WHAT IS EXPECTED: Reproduce the material below verbatim, keeping every line in its original order.

====== DATASET ENTRIES ======

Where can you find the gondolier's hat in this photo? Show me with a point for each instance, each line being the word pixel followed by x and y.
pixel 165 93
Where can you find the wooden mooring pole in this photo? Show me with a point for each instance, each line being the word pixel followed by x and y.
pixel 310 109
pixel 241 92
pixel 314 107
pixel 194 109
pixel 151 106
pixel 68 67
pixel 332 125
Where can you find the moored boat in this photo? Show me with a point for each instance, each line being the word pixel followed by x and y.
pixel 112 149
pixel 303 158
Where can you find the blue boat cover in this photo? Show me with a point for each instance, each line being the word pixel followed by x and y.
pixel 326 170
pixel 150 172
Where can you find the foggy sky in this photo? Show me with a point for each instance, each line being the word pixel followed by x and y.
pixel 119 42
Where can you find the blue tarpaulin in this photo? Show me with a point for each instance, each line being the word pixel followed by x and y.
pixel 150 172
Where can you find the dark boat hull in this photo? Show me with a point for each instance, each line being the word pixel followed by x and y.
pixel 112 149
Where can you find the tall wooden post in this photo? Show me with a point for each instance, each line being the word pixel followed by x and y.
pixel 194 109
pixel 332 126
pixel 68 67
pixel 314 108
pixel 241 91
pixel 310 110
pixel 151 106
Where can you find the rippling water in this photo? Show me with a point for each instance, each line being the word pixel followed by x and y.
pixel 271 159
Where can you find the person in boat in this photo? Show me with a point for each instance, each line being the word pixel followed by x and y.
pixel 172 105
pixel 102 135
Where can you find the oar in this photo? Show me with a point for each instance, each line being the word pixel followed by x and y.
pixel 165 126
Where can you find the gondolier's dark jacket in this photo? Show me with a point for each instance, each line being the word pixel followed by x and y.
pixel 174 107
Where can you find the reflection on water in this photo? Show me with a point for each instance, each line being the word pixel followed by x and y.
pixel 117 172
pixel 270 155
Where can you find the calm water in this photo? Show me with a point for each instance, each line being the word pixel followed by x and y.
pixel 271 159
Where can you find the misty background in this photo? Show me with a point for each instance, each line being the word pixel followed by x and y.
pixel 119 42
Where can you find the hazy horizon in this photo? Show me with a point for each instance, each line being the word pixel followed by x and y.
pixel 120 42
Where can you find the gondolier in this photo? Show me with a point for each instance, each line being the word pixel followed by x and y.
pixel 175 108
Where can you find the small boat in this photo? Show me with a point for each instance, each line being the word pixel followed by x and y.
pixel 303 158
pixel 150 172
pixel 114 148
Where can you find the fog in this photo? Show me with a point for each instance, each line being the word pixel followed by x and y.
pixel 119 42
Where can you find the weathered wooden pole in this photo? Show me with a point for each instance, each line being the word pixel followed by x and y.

======

SOLUTION TO THE PROBLEM:
Where can you find the gondolier's hat in this photo? Show me with a point for each instance, each line being the word pixel followed by x and y.
pixel 165 93
Where can you find the wooden mooring pole in this photo? Show me with a point for each instance, each line being the word pixel followed by x and y.
pixel 310 109
pixel 241 92
pixel 314 107
pixel 194 109
pixel 151 106
pixel 68 67
pixel 332 125
Where can you find the moored boat in this photo? Show me with a point for each instance, each line being the word pixel followed by x and y.
pixel 112 149
pixel 303 158
Where can you find the blue boat cover in this photo? Show me with a point for each instance, each line being the word pixel followed by x and y.
pixel 326 170
pixel 150 172
Where can you find the foggy sky in this photo? Show me with a point for each instance, each line being the word pixel followed by x and y.
pixel 119 42
Where can you find the blue tarpaulin in this photo? Show me with a point for each instance, each line being the word pixel followed by x and y.
pixel 150 172
Where can you find the dark boat hull in this photo? Show me with a point for each instance, each line being the word pixel followed by x and y.
pixel 112 149
Where can you find the tall wooden post in this photo? Show me with a point for each instance, each line being the word pixel followed by x and y.
pixel 194 109
pixel 332 126
pixel 68 67
pixel 314 108
pixel 241 91
pixel 310 110
pixel 151 106
Where can you find the rippling water in this photo? Show me with a point for each instance, each line being the word pixel followed by x and y.
pixel 271 159
Where can you find the person in boat in this photo? Show me with a point for each instance, each line being the word pixel followed by x and y.
pixel 172 105
pixel 102 135
Where can you find the oar in this photo? Show me with a point for each instance, each line being the word pixel followed by x and y.
pixel 165 126
Where can you find the gondolier's dark jacket in this photo? Show me with a point for each instance, each line being the word pixel followed by x and y.
pixel 174 107
Where can you find the reflection on water in this photo? Show me with a point for each instance, each line being the word pixel followed by x and y.
pixel 117 172
pixel 270 155
Where can you find the calm water in this photo? Show me with a point for each instance, each line being the word pixel followed by x and y.
pixel 271 159
Where can you find the misty background in this photo? Show me with a point for each instance, each line being the word pixel followed by x and y.
pixel 119 42
Where can you find the hazy horizon in this photo? Show me with a point for each instance, each line being the word pixel followed by x and y.
pixel 120 42
Where can you find the gondolier in this photo? Show me with a point for each instance, each line being the word pixel followed by x and y.
pixel 175 108
Where can you find the small boat in this photo? Show me with a point for each instance, each line being the word pixel followed by x and y.
pixel 303 158
pixel 150 172
pixel 114 148
Where can you find the fog in this photo? Show me with a point for each instance, each line being the word pixel followed by x and y.
pixel 119 42
Where can you find the weathered wooden pole in this photo? Show me with a point for each instance, each line being the word pixel followed by x and y.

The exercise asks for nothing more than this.